▸ About this exercise:
Set the whole listing down again without deviation.

▸ Data:
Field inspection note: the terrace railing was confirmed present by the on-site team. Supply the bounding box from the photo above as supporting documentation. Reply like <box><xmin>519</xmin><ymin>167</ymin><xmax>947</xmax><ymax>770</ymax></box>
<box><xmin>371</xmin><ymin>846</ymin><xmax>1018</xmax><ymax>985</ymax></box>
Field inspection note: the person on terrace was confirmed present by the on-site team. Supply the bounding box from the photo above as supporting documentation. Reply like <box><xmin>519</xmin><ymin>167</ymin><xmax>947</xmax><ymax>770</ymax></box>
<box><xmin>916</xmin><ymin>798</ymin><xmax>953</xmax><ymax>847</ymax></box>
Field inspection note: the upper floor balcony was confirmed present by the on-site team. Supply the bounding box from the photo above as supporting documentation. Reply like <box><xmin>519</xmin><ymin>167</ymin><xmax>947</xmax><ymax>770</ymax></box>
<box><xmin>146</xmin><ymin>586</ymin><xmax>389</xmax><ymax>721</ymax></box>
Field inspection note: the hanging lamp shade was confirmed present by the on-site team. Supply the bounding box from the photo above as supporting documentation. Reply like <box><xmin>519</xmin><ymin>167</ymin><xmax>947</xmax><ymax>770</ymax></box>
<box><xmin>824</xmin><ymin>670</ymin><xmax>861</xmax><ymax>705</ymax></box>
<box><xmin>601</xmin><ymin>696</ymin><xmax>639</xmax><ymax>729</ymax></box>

▸ Answer to this exercise:
Field inspection note: the terrace railing was confirmed present by the on-site team. Supply the bounding box from the photo above as supporting documentation. Reply like <box><xmin>519</xmin><ymin>167</ymin><xmax>947</xmax><ymax>770</ymax></box>
<box><xmin>371</xmin><ymin>846</ymin><xmax>1018</xmax><ymax>985</ymax></box>
Field inspection note: the person on terrace was confirmed present by the on-site team. Supply the bounding box from the photo above as supporting documentation. Reply like <box><xmin>519</xmin><ymin>167</ymin><xmax>947</xmax><ymax>770</ymax></box>
<box><xmin>916</xmin><ymin>798</ymin><xmax>953</xmax><ymax>847</ymax></box>
Field inspection note: the upper floor balcony was confirmed present by the on-site team. Supply the bounding box from the photo above as supporting documentation. Reply like <box><xmin>519</xmin><ymin>167</ymin><xmax>947</xmax><ymax>770</ymax></box>
<box><xmin>146</xmin><ymin>586</ymin><xmax>389</xmax><ymax>721</ymax></box>
Field inspection note: the hanging lamp shade was confirmed present by the on-site team. Supply the bounding box from the photo above as supporting documentation. Reply like <box><xmin>519</xmin><ymin>167</ymin><xmax>947</xmax><ymax>770</ymax></box>
<box><xmin>824</xmin><ymin>670</ymin><xmax>861</xmax><ymax>705</ymax></box>
<box><xmin>601</xmin><ymin>696</ymin><xmax>639</xmax><ymax>729</ymax></box>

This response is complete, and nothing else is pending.